Title:

Learning & Exploiting Low-Dimensional Structure in High-Dimentional Data

Abstract:

This talk will focus on the problem of learning low-dimensional geometric structure in high-dimensional data. We allow the lower-dimensional subspace to be non-linear. There are a variety of algorithms available for “manifold learning” and non-linear dimensionality reduction, mostly relying on locally linear approximations and not providing a likelihood-based approach for inferences. We propose a new class of simple geometric dictionaries for characterizing the subspace, along with a simple optimization algorithm and a model-based approach to inference. We provide strong theory support, in terms of tight bounds on covering numbers, showing advantages of our approach relative to local linear dictionaries. These advantages are shown to carry over to practical performance in a variety of settings including manifold learning, manifold de-noising, data visualization, classification (providing a competitor to deep neural networks that requires fewer training examples), and geodesic distance estimation. We additionally provide a Bayesian nonparametric methodology for inference, using a new class of kernels, which is shown to outperform current methods, such as mixtures of multivariate Gaussians.

Short Bio:

David Dunson is Arts & Sciences Distinguished Professor of Statistical Science and Mathematics at Duke University.  His research focuses on developing methodology for analysis and interpretation of complex and high-dimensional data, with a particular emphasis on Bayesian and probability modeling approaches.  He is particularly interested in work at the intersection of statistics, differential geometry, and computer science.  Methods development and theory are directly motivated by applications in neuroscience, genomics, environmental health, and ecology among others.  In these settings, it is common for data to have a structured form, consisting of replicated networks/graphs, trees, functions, tensors, etc.  A focus is on developing fundamentally new frameworks for statistical inferences in challenging settings, including improving robustness to modeling assumptions and scalability to large datasets.  He has won numerous awards, including the 2010 COPSS Presidents’ Award, which is widely viewed as the most prestigious award in statistics and represents statistics version of the Field’s Medal, being given to one outstanding researcher under the age of 41 per year internationally.  His work has had substantial impact, with ~48,000 citations on google scholar and an H-index of 75.

RECORD EXCERPTS —
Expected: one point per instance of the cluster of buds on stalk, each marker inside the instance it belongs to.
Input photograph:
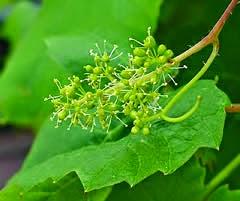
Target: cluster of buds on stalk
(124, 91)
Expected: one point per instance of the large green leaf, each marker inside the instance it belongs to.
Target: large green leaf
(224, 194)
(185, 184)
(28, 76)
(18, 22)
(135, 157)
(68, 188)
(190, 26)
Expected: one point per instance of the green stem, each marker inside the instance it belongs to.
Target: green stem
(211, 37)
(221, 176)
(183, 90)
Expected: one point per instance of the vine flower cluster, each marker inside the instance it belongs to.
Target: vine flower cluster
(123, 91)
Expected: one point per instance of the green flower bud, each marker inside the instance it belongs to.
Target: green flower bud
(126, 96)
(133, 114)
(137, 122)
(88, 68)
(127, 110)
(89, 95)
(137, 61)
(93, 77)
(76, 80)
(62, 115)
(140, 71)
(146, 131)
(110, 69)
(169, 54)
(162, 59)
(97, 59)
(127, 74)
(105, 57)
(161, 49)
(139, 52)
(97, 70)
(134, 130)
(149, 42)
(147, 64)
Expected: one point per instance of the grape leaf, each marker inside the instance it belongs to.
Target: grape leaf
(28, 76)
(18, 22)
(190, 26)
(136, 157)
(68, 188)
(187, 183)
(224, 194)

QUESTIONS TO ANSWER —
[1] According to the talk announcement, which award did David Dunson receive in 2010?
[2] Say whether each statement agrees with the talk announcement: (a) The talk restricts the lower-dimensional subspace to be linear. (b) David Dunson holds a professorship at Duke University. (c) The Bayesian nonparametric methodology is shown to outperform mixtures of multivariate Gaussians.
Use only the talk announcement, not the data.

EXERCISE RESPONSES —
[1] The 2010 COPSS Presidents’ Award.

[2]
(a) No: "We allow the lower-dimensional subspace to be non-linear."
(b) Yes: "David Dunson is Arts & Sciences Distinguished Professor of Statistical Science and Mathematics at Duke University."
(c) Yes: "which is shown to outperform current methods, such as mixtures of multivariate Gaussians."